### Task statement
Quote the stretch of the forum post about concatenating two char pointers from "I am just learning" through "I added them!".

### Text for analysis

Concate two char pointers

Question

I am just learning C and got to the point of pointers. I wrote a method which should concate two char pointers and I got a strange behavior I just cant explain to myself nor did I find an answer on it, so maybe you can help!

So I don't understand why stringcat and stringptr point to different addresses, namely ones that are 8 Byte appart. Secondly, I dont understand why I cannot use stringcat in the two while-loops on the bottom. I just dont get any output. Also if I use stringptr[0] in the last printf, there won't be any output.

Thank you for your help in advance!

Edit: This code works, I just don't understand why I cant use stringcat on bottom.

Edit2: Noticed some * got missing while copy pasting, so I added them!

### Information
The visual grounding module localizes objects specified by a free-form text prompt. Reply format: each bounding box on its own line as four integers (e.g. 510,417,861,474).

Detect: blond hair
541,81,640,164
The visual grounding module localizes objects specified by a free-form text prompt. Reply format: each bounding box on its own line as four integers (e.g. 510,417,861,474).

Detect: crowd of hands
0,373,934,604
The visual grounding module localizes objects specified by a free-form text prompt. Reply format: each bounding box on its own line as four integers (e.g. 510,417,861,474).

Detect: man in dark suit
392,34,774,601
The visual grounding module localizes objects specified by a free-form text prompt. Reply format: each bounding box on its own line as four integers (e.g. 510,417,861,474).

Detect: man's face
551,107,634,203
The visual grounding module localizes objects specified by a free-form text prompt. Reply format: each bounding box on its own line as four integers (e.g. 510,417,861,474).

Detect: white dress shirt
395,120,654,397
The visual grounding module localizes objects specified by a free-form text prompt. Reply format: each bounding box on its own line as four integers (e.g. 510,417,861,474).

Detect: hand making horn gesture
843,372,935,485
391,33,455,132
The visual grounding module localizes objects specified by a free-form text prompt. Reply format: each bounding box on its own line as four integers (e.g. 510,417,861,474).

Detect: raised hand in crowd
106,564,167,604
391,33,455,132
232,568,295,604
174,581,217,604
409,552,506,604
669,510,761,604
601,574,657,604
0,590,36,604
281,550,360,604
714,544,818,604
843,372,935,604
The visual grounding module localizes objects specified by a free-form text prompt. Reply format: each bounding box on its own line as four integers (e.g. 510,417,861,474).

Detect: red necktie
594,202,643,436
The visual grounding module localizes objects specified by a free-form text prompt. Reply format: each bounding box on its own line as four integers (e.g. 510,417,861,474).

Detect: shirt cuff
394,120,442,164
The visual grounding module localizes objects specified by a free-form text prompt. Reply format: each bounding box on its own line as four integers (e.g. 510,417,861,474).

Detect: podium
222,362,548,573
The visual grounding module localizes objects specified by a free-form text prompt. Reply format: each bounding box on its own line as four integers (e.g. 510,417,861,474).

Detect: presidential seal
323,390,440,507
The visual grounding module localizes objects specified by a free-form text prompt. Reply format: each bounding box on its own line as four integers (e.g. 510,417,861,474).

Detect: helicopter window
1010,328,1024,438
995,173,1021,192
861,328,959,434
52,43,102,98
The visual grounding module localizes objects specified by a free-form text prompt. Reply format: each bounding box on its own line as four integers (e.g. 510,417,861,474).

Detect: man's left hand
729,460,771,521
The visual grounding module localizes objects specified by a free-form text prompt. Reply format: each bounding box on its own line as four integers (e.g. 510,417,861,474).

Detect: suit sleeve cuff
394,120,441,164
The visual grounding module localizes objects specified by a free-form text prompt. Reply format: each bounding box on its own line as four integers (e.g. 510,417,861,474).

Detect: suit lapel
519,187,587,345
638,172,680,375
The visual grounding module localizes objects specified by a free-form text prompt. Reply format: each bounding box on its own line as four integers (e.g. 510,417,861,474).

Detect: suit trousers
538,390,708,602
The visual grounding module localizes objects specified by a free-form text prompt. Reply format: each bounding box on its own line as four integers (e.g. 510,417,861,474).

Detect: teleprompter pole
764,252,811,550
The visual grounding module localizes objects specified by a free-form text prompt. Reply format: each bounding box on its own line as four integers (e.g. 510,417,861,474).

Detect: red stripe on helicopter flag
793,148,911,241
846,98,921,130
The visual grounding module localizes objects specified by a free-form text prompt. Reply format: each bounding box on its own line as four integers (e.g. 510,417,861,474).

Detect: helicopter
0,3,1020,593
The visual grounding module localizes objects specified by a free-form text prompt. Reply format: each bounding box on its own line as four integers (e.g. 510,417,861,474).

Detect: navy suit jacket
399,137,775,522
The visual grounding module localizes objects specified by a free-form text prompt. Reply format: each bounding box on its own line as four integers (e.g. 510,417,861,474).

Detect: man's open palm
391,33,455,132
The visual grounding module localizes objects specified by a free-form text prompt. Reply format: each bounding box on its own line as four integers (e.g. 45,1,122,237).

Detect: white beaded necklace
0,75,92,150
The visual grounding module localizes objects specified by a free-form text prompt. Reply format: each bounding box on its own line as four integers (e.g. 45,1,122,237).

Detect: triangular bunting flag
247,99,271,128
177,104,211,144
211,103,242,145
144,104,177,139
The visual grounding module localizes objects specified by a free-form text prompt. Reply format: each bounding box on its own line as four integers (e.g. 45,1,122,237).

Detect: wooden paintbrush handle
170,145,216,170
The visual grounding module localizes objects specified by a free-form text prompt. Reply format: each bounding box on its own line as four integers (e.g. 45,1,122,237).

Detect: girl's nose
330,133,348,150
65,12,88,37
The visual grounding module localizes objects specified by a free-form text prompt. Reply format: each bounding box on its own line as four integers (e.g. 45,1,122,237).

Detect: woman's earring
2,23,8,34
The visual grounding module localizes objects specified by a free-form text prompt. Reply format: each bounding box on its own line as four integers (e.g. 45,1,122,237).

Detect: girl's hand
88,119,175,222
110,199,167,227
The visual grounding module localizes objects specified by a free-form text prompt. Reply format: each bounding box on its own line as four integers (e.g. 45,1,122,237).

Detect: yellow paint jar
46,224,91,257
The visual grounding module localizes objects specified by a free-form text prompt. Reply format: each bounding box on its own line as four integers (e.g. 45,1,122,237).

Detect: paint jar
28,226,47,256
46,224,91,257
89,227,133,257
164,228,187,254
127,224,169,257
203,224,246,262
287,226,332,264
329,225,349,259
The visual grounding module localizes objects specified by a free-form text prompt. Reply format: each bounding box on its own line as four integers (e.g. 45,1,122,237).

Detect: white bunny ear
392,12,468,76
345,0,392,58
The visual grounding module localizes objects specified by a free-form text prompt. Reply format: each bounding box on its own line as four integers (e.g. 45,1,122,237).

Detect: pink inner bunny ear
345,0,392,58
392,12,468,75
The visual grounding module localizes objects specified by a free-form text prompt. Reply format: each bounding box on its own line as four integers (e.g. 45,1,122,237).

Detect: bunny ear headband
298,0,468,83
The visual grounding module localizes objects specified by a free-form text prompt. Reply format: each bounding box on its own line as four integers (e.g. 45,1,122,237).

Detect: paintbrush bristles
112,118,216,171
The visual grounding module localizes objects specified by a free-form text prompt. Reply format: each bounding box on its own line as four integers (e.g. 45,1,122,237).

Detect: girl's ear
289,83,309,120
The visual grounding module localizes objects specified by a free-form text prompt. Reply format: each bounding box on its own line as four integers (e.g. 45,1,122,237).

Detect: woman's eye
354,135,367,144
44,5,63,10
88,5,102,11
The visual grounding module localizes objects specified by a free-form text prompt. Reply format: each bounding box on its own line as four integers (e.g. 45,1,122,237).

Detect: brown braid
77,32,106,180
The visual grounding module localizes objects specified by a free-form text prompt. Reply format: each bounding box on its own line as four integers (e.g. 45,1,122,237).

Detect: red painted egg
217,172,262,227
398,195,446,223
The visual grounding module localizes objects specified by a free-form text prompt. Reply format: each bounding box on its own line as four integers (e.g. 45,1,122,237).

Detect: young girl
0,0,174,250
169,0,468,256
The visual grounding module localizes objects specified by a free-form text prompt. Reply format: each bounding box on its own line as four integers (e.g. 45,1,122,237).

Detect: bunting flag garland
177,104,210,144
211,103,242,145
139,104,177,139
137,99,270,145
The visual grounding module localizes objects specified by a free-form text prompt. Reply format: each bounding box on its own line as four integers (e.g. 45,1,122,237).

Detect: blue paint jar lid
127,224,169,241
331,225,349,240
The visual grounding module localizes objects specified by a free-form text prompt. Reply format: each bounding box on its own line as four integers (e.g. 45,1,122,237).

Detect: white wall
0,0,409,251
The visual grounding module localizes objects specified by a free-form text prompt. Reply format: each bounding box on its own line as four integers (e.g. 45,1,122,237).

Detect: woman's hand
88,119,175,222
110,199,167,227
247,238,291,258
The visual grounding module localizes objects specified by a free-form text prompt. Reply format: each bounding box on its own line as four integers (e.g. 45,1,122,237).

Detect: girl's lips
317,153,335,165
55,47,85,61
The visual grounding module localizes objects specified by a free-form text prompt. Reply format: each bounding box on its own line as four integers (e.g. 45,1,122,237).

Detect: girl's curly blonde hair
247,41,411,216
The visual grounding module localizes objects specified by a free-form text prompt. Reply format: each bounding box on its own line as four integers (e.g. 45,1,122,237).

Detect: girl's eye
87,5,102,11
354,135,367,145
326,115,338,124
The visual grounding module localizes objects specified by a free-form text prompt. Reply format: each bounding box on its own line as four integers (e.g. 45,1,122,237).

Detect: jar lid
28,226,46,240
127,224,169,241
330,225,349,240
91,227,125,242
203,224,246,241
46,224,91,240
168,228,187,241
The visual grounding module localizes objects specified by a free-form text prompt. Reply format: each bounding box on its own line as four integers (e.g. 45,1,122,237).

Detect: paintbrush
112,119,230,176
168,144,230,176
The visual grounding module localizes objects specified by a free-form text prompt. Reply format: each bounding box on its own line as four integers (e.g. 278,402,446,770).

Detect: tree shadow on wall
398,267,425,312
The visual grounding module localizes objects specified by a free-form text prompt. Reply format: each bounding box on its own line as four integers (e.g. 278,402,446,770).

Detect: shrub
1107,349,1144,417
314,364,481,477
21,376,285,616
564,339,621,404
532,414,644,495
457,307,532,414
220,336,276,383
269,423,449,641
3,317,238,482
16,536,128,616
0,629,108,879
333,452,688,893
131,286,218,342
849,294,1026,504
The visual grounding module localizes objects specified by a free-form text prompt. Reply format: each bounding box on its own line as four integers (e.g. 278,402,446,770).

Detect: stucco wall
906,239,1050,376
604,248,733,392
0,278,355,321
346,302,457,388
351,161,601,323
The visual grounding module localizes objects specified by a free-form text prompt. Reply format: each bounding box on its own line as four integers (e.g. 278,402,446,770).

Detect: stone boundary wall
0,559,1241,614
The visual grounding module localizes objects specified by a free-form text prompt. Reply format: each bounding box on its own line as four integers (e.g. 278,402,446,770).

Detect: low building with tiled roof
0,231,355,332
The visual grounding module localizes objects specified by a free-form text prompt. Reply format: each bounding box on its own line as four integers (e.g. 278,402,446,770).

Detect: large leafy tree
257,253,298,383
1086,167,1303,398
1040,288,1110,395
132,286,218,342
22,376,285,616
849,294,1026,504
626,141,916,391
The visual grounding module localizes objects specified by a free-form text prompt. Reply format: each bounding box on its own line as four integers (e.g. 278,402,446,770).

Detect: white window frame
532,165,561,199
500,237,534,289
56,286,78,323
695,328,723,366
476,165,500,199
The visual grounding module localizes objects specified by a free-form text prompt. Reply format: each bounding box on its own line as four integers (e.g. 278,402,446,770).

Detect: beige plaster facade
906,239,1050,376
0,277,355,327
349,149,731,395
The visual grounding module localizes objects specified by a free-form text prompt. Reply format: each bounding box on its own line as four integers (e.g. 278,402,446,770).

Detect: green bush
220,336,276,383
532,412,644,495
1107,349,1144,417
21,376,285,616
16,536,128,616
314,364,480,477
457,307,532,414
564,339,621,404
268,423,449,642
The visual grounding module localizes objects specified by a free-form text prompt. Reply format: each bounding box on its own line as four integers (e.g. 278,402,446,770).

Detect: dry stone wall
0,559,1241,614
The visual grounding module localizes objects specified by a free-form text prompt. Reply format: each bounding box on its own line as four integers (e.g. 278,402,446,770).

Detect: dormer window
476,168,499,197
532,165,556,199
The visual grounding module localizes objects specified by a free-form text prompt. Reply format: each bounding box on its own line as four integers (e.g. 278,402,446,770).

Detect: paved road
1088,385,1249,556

### Result
I am just learning C and got to the point of pointers. I wrote a method which should concate two char pointers and I got a strange behavior I just cant explain to myself nor did I find an answer on it, so maybe you can help!

So I don't understand why stringcat and stringptr point to different addresses, namely ones that are 8 Byte appart. Secondly, I dont understand why I cannot use stringcat in the two while-loops on the bottom. I just dont get any output. Also if I use stringptr[0] in the last printf, there won't be any output.

Thank you for your help in advance!

Edit: This code works, I just don't understand why I cant use stringcat on bottom.

Edit2: Noticed some * got missing while copy pasting, so I added them!